Sunulan Metin =>
________________________________________
Bayram ZİLAN
Churchill, 1922 yılında, bir pazar günü öğleden sonra, hayli yüklü bir öğle yemeği ve bol miktarda şarabın ardından sınırları çizmek üzere masa başına oturur. Eline cetvel alır ve Ortadoğu’nun sınırlarını çizmeye başlar. Rivayet odur ki Churchill, o gün şarabı fazla kaçırmıştır. Cetvelle sınır çizme budalalığında sıra Türkiye’nin Irak ve İran’la olan sınırlarına gelir. Churchill, tam Hakkâri sınırını çizerken eli kayar ve saçma sapan, alakasız, coğrafik düzlemlerle hiçbir ilgisi olmayan bir sınır çizer. Çizdiği sınır geometri kurallarını alt üst eden bir sınır olmasına rağmen düzeltmek istemez ve Hakkâri sınırı o şekilde günümüze kadar gelir.
Birinci Dünya Savaşı sonrası yeniden şekillenen ve sınırları cetvelle çizilen dünyada Kürtler dört parçaya bölündü. Bin yıldır süre gelen bir arada yaşamın arasına sınırlar çizildi. Akrabalar arasına duvarlar örüldü. Duyguların ve düşüncelerin arasına dikenli teller çekildi. Barış ve kardeşliğin arasına mayınlar döşendi.
Kürtlerin makûs talihi olsa gerek, bağlı oldukları bu dört devlette anti-demokratikti ve Kürtler bu ülkelerde yıllarca kimlik ve var olma mücadelesi verdi. Suriye Kürtleri Şam'dan nüfus cüzdanı dahi alamadı, Saddam'ın Irak'ı, en sert müdahale ve katliamları Kürtlere yaptı, İran, bugün hâlâ Kürtleri idam ediyor. Türkiye'de 2000’li yıllara kadar yaşanan acıları anlatmaya gerek yok.
2005’ten sonra Kürtlerin Ortadoğu’daki makûs talihi değişmeye başladı. Irak’ta Barzani, Irak’ın en istikrarlı ve ekonomik açıdan en güçlü bölgesini yönetmeye başladı. Yüzünü Bağdat’a değil, Ankara’ya çevirdi. Öyle ki, Irak dış politikasını 'Özerklik olmaz, Federasyon kabul edilemez' şiarıyla yürüten Türkiye, bugün Irak Kürdistan'ı ile 10 miyar dolarlık bir ticaret hacmine ulaştı. Bu rakamın 2014 sonunda 20 milyar doları aşması bekleniyor. Bu bölgede dolaşımda olan ürünlerin %80'i Türkiye menşeli. Suriye’deki Kürtler, Esed’in “Apartheid Rejim”ine isyan etti ve kuzey bölgede yarı-statü edindi. İran Kürtleri için iyi şeyler söyleyebilmek için henüz çok erken. Onlar için henüz koşulların değişmediğini de not düşmek gerekiyor.
________________________________________
Sıralanan Veriler =>
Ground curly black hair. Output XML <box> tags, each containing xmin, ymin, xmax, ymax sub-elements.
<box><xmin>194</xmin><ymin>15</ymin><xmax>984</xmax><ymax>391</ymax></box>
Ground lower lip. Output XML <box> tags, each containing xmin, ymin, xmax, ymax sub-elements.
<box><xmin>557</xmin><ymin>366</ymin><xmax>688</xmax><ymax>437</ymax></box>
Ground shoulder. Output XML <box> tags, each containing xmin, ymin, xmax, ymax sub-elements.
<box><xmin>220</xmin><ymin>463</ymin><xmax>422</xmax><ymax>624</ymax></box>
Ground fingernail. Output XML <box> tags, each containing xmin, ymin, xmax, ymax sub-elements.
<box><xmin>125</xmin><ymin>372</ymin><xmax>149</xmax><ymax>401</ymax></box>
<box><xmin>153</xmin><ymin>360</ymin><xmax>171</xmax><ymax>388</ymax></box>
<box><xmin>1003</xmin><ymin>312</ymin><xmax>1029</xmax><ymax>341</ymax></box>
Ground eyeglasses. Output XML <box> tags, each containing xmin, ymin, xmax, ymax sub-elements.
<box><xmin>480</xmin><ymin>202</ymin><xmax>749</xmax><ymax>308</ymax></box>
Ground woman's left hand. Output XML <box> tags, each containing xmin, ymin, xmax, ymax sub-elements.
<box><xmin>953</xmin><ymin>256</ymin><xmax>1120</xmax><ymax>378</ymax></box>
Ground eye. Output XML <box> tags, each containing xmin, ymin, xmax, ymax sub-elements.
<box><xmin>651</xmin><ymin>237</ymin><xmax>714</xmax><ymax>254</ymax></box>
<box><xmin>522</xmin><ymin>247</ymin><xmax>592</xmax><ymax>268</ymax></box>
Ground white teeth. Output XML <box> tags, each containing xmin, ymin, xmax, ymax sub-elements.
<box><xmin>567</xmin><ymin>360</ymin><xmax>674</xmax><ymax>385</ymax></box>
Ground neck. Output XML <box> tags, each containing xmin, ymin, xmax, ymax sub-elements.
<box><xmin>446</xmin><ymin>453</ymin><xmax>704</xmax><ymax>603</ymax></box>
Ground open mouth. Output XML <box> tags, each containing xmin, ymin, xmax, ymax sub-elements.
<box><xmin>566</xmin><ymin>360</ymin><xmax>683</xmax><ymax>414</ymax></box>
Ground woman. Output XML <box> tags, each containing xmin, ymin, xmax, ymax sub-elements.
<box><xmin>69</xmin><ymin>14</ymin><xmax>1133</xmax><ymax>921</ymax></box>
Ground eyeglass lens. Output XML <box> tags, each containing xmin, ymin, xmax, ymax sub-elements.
________________________________________
Kürtler ve Ortadoğu sınırları üzerine olan metni, son cümlesinden itibaren sürdürün. Veriler bu çalışmada hiçbir işlev taşımaz.

Alıştırmanın Yanıtı =>
Türkiye, Kürtlerle barıştı. 1.Cumhuriyet’in Kürtlerden gasp ettiği hakları yeniden tek tek Kürtlere iade etmeye başladı. Şimdi 30 yıllık savaşın ağır bakiyesi olan “toplumsal travmalar” onarılmaya çalışılıyor.İstikameti değiştirilen kadim tarih ve sosyoloji, yeniden kendi ırmağında akmaya başlıyor.
Öte yandan, Suriye’de her gün gelişen olaylar, defacto gelişmeler hem Kandil’in hem de KCK’nin Çözüm Süreci’ndeki pozisyonlarını yeniden değerlendirmelerine ve sürecin ruhuna aykırı açıklamalarda bulunmalarına neden oluyor.
KCK/PKK’nin mevcut pozisyon ve duruşlarında yaşadıkları bu gel-gitler, şüphesiz İmralı ile aralarında dönemsel kopuklar da meydana getiriyor.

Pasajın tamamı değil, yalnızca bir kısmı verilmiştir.